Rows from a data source
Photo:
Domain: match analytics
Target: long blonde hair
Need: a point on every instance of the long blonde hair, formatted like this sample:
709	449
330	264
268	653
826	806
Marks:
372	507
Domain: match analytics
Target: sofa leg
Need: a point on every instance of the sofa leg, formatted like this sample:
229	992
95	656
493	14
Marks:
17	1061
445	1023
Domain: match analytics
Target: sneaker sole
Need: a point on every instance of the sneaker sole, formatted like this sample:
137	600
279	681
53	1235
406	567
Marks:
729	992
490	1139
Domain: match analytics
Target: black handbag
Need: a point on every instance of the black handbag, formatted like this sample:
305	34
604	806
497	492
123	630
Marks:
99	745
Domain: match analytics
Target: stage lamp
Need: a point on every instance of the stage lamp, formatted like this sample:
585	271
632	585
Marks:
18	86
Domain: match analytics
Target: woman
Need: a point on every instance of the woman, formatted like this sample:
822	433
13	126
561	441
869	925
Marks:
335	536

Goal: Reproduce every row above word for word, line by line.

Full solution:
Photo:
Domain: match analytics
Target: long blonde hair
Need: a point on every instance of the long blonde hair, formatted like this sample:
709	449
330	264
268	653
826	806
Marks:
372	507
Domain: match analytics
Target: sofa leg
Need: a point on every instance of the sofa leg, formatted like this sample:
229	992
95	656
493	14
Marks:
17	1061
445	1023
Domain: match analytics
Target: sneaker sole
Need: a point on every instance of the sneaker sole, formatted like this sample:
137	600
279	681
53	1235
406	567
Marks:
729	992
490	1139
Domain: match analytics
Target: black handbag
Need: a point on every instance of the black handbag, formatted like this sample:
305	34
604	806
497	492
123	630
Marks:
99	745
Domain: match analytics
Target: stage lamp
Need: a point on every instance of the stage lamp, formatted like this sample:
585	271
632	585
Marks:
18	86
Domain: match analytics
Target: woman
Need: a point on every instance of the woman, formatted like this sample:
822	433
13	126
561	441
869	925
Marks:
335	536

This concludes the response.